Retype, without alteration, each line from the line containing "Would you mind pinning the straw" to the final line of the records.

### The records
** START **

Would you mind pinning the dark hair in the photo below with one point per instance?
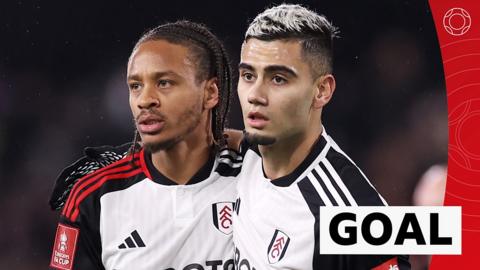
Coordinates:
(211, 60)
(294, 22)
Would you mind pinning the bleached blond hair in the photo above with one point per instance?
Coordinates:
(295, 22)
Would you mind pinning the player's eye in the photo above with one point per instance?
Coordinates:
(247, 76)
(134, 86)
(164, 83)
(279, 80)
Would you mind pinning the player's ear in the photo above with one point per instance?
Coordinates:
(324, 88)
(210, 96)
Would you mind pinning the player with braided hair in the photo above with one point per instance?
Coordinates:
(167, 204)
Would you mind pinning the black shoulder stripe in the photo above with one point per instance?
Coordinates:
(314, 202)
(359, 187)
(334, 184)
(324, 187)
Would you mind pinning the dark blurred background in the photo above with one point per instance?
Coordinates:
(62, 87)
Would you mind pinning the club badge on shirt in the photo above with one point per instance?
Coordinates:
(64, 247)
(278, 246)
(391, 264)
(222, 216)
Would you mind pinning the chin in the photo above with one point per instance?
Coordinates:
(259, 138)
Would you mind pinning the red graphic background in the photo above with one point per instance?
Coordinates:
(461, 61)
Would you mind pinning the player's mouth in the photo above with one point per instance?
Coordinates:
(150, 124)
(257, 120)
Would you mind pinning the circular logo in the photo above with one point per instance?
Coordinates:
(457, 21)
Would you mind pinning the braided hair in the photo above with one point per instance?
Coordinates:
(212, 61)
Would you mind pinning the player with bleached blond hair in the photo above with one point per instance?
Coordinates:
(291, 165)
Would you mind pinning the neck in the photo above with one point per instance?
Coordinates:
(182, 161)
(284, 156)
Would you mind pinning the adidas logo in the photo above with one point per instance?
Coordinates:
(133, 241)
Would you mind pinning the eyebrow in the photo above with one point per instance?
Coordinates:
(270, 69)
(137, 77)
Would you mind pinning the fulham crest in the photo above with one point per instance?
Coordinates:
(278, 246)
(222, 216)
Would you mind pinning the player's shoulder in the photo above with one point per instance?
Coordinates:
(116, 176)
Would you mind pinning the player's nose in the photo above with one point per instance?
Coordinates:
(148, 98)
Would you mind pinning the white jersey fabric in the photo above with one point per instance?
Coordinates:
(276, 222)
(130, 216)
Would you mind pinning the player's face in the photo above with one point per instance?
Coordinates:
(276, 90)
(165, 99)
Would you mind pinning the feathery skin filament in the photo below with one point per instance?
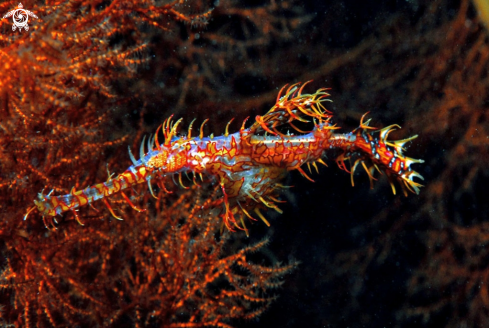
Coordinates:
(249, 164)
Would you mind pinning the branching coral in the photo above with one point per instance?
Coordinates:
(164, 267)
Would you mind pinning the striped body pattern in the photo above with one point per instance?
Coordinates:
(250, 163)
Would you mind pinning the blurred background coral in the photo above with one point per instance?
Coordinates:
(90, 78)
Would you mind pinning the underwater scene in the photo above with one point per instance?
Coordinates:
(257, 163)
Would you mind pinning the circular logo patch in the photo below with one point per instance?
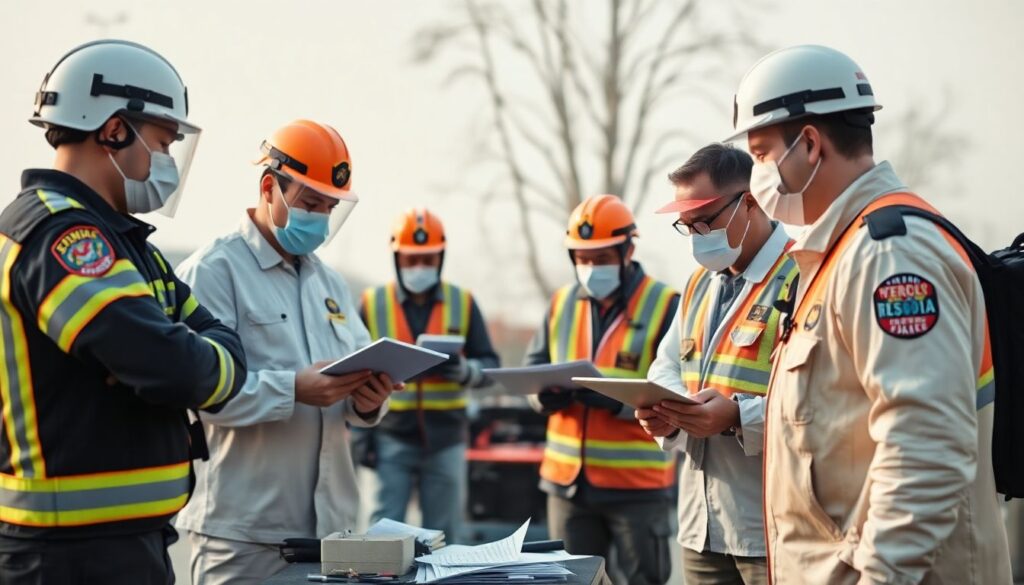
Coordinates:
(906, 305)
(83, 250)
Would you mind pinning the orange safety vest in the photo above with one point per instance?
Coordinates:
(741, 360)
(385, 318)
(613, 453)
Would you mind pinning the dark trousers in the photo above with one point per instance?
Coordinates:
(640, 532)
(135, 559)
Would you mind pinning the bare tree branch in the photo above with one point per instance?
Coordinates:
(518, 182)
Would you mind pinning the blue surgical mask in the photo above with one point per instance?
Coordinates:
(304, 232)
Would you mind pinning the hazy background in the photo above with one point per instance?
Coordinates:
(422, 131)
(415, 137)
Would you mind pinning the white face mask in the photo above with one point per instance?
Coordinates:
(599, 281)
(152, 194)
(420, 279)
(713, 251)
(767, 184)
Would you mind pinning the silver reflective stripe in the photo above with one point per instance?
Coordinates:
(643, 317)
(453, 296)
(82, 294)
(10, 367)
(564, 329)
(96, 498)
(735, 372)
(381, 303)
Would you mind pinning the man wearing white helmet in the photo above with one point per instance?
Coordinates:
(879, 419)
(102, 348)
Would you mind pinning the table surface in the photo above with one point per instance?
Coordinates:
(588, 572)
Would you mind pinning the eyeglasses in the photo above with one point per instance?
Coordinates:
(704, 227)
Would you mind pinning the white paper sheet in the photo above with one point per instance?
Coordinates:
(531, 379)
(398, 360)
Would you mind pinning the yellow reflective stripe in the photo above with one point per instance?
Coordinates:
(18, 415)
(625, 445)
(94, 498)
(188, 306)
(629, 463)
(225, 379)
(64, 314)
(648, 285)
(95, 481)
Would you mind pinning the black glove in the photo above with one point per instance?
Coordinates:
(598, 401)
(553, 400)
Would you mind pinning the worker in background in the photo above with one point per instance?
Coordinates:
(607, 482)
(421, 444)
(102, 347)
(280, 462)
(719, 353)
(879, 423)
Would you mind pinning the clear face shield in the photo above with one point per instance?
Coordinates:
(171, 148)
(312, 219)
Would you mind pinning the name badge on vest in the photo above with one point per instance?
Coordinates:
(759, 312)
(334, 310)
(686, 347)
(627, 361)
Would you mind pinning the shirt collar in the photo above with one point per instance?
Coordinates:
(72, 186)
(766, 257)
(265, 255)
(819, 236)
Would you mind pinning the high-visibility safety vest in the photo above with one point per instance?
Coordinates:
(613, 453)
(385, 318)
(741, 360)
(84, 299)
(816, 289)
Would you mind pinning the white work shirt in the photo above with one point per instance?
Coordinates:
(720, 506)
(278, 468)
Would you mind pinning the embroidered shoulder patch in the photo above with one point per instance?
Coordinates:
(83, 250)
(906, 305)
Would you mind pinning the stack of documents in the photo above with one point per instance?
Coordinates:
(500, 561)
(431, 539)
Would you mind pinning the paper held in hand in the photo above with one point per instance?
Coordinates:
(637, 393)
(451, 344)
(531, 379)
(398, 360)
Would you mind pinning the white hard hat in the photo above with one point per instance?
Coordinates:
(799, 81)
(96, 80)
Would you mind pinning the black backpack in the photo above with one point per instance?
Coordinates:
(1001, 276)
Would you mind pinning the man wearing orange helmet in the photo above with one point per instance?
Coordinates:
(280, 463)
(607, 482)
(424, 435)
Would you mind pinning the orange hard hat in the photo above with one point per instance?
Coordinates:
(600, 221)
(418, 232)
(313, 154)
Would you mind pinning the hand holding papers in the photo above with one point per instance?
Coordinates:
(397, 360)
(637, 393)
(531, 379)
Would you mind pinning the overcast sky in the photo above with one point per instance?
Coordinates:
(252, 66)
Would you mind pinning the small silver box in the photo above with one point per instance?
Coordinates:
(342, 553)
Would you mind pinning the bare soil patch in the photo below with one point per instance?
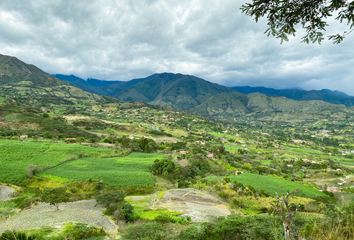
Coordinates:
(6, 193)
(198, 205)
(46, 215)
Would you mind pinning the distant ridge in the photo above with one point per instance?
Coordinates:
(29, 82)
(326, 95)
(169, 89)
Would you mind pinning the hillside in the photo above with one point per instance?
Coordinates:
(176, 90)
(18, 79)
(326, 95)
(231, 105)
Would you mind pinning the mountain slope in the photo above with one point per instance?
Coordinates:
(324, 95)
(176, 90)
(18, 79)
(235, 104)
(91, 82)
(336, 93)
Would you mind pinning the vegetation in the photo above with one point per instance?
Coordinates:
(128, 156)
(283, 16)
(133, 170)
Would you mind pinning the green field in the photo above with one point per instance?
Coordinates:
(15, 156)
(224, 135)
(133, 170)
(274, 185)
(304, 150)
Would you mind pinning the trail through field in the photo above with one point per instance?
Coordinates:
(6, 193)
(46, 215)
(198, 205)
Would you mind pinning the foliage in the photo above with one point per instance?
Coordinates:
(283, 16)
(274, 185)
(54, 196)
(236, 227)
(162, 165)
(16, 156)
(146, 231)
(112, 200)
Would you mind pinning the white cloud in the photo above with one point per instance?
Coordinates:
(121, 40)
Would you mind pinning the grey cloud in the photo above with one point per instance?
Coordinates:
(121, 40)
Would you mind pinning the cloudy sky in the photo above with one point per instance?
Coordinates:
(126, 39)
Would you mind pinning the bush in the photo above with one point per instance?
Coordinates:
(146, 231)
(183, 184)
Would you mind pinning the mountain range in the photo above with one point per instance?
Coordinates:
(20, 79)
(167, 89)
(326, 95)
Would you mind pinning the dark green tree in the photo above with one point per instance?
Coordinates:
(283, 17)
(55, 196)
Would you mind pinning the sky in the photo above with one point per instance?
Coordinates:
(127, 39)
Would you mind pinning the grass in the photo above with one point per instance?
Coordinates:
(264, 162)
(17, 155)
(133, 170)
(304, 150)
(151, 215)
(274, 185)
(7, 209)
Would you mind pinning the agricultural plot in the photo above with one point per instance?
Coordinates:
(15, 156)
(304, 150)
(133, 170)
(274, 185)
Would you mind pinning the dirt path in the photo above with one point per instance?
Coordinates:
(46, 215)
(198, 205)
(6, 193)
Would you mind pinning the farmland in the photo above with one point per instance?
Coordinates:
(274, 185)
(16, 156)
(133, 170)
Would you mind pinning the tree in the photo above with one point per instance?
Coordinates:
(54, 196)
(114, 202)
(284, 15)
(285, 211)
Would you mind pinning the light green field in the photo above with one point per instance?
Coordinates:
(133, 170)
(223, 135)
(264, 162)
(304, 150)
(274, 185)
(15, 156)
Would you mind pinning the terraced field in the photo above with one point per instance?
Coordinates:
(133, 170)
(17, 155)
(274, 185)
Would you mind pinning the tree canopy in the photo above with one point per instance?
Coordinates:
(284, 15)
(54, 196)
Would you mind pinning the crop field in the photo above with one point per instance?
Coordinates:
(133, 170)
(274, 185)
(264, 162)
(15, 156)
(223, 135)
(347, 163)
(232, 148)
(304, 150)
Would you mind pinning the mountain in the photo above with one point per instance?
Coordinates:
(101, 87)
(326, 95)
(258, 105)
(336, 93)
(21, 80)
(176, 90)
(91, 82)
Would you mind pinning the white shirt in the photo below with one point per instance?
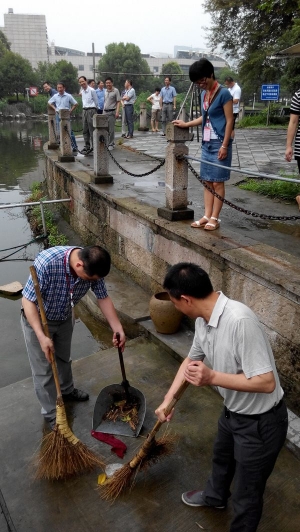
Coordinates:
(235, 92)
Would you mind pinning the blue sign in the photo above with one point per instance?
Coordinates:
(270, 92)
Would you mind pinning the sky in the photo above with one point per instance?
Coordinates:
(153, 27)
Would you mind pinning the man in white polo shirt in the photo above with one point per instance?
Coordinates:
(89, 106)
(253, 425)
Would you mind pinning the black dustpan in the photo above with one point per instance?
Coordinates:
(115, 393)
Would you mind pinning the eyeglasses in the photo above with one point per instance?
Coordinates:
(201, 81)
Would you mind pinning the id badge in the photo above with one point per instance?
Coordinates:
(206, 133)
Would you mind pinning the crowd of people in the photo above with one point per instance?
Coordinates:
(220, 107)
(253, 424)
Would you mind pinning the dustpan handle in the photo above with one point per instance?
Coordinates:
(125, 382)
(45, 325)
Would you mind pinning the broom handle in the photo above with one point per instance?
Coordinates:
(142, 453)
(45, 326)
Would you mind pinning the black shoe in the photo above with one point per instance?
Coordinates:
(195, 498)
(76, 395)
(85, 150)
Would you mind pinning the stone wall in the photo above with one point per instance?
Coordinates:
(144, 245)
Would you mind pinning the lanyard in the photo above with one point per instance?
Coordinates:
(70, 288)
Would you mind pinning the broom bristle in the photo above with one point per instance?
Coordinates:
(59, 459)
(125, 477)
(62, 455)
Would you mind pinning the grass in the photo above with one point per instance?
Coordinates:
(282, 190)
(55, 238)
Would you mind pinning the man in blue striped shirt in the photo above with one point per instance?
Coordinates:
(65, 274)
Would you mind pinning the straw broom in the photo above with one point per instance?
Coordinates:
(151, 452)
(62, 454)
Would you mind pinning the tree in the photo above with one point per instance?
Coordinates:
(179, 80)
(250, 32)
(122, 61)
(15, 74)
(60, 71)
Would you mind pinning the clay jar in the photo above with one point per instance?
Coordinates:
(164, 315)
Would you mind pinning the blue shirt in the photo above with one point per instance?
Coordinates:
(57, 283)
(168, 94)
(62, 101)
(216, 112)
(100, 96)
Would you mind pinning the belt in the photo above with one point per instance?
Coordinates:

** END **

### Result of the exercise
Would you mind pinning the straw broom in the photo above with one point per instance?
Coordinates:
(151, 452)
(62, 454)
Would you mind pinning the tree in the photo above with one point per instance?
Coordinates:
(179, 80)
(250, 32)
(122, 61)
(15, 74)
(60, 71)
Would you mind pinning the clay jar in the photo above with one point per instance?
Coordinates:
(164, 315)
Would you mind pinning the blue shirt in the photo above with one point per instance?
Coordinates:
(57, 283)
(168, 94)
(62, 101)
(216, 112)
(100, 96)
Would you mind pinning the belt in the photo above with one point per instance?
Coordinates:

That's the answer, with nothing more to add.